# start of Supplied data
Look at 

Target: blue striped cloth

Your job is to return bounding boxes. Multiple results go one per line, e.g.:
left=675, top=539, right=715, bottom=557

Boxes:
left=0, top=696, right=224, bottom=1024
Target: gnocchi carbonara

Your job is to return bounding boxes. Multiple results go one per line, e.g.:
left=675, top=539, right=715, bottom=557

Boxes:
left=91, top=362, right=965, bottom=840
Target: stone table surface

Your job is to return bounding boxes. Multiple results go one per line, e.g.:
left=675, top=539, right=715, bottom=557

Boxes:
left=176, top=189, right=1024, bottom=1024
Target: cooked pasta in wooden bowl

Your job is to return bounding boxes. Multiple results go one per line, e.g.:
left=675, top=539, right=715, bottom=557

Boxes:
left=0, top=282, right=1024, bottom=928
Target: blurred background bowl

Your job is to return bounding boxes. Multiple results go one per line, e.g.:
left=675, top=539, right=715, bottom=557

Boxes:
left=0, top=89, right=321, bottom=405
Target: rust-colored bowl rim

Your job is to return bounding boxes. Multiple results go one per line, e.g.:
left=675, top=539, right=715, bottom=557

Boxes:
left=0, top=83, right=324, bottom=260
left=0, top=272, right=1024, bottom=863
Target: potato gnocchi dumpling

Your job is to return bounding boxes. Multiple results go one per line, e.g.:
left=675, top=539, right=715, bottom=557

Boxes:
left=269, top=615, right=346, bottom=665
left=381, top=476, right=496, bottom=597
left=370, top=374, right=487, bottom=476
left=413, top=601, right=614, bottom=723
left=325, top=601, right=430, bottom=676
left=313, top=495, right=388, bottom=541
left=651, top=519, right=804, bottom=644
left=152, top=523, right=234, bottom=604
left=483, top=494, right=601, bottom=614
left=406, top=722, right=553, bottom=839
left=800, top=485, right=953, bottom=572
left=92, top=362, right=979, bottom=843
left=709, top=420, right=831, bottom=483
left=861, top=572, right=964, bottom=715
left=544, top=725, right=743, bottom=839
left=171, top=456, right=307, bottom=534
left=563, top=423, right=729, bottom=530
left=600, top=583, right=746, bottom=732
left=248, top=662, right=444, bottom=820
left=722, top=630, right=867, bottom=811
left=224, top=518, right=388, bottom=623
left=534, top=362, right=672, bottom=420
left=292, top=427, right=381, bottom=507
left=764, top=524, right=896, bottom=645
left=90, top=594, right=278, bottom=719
# end of Supplied data
Written request - Rewrite every line of the material above as a numbered list, leaving out the blank lines.

Answer for this exercise -
1. Look at 
2. Target: blue striped cloth
3. Your job is to return bounding boxes. Multiple results go one per line, e.g.:
4. left=675, top=539, right=715, bottom=557
5. Boxes:
6. left=0, top=696, right=224, bottom=1024
7. Target: gnocchi carbonara
8. Your job is to return bounding boxes. Multiple results go one per line, e.g.:
9. left=675, top=539, right=715, bottom=557
10. Boxes:
11. left=91, top=362, right=965, bottom=840
12. Target: stone table surface
13. Your job is to return bounding boxes. Multiple results go one per line, e.g.:
14. left=675, top=539, right=715, bottom=557
15. Boxes:
16. left=176, top=189, right=1024, bottom=1024
17. Target: cooked pasta in wooden bowl
18. Your job is to return bounding boxes. Multiple results go one per line, e.g.:
19. left=675, top=539, right=715, bottom=557
20. Boxes:
21. left=0, top=282, right=1024, bottom=928
22. Target: blurred background bowl
23. Your job is to return bounding boxes. Multiple results go one per line, e.g.:
24. left=675, top=539, right=715, bottom=557
25. Boxes:
26. left=0, top=89, right=321, bottom=405
27. Target: rust-colored bowl rim
28. Your job is to return bounding boxes. Multiple results go one per line, e.g.:
29. left=675, top=539, right=715, bottom=557
30. Boxes:
31. left=0, top=83, right=324, bottom=260
32. left=0, top=272, right=1024, bottom=863
33. Target: potato gnocchi dumpling
34. Your job is to return bounding boxes. Multiple results go one per line, e.g.:
35. left=675, top=539, right=715, bottom=557
36. Boxes:
37. left=269, top=615, right=346, bottom=665
38. left=381, top=476, right=496, bottom=597
39. left=370, top=374, right=487, bottom=476
40. left=413, top=601, right=614, bottom=723
41. left=325, top=601, right=430, bottom=676
42. left=313, top=495, right=388, bottom=541
43. left=651, top=519, right=804, bottom=644
44. left=152, top=523, right=234, bottom=604
45. left=483, top=494, right=601, bottom=614
46. left=406, top=722, right=553, bottom=839
47. left=800, top=485, right=953, bottom=572
48. left=92, top=362, right=979, bottom=843
49. left=709, top=420, right=831, bottom=483
50. left=861, top=572, right=964, bottom=715
51. left=544, top=725, right=743, bottom=839
52. left=171, top=456, right=307, bottom=534
53. left=563, top=423, right=729, bottom=530
54. left=600, top=583, right=746, bottom=732
55. left=248, top=662, right=444, bottom=820
56. left=722, top=630, right=867, bottom=811
57. left=224, top=518, right=388, bottom=623
58. left=534, top=362, right=672, bottom=420
59. left=292, top=427, right=381, bottom=507
60. left=764, top=524, right=896, bottom=645
61. left=90, top=594, right=278, bottom=719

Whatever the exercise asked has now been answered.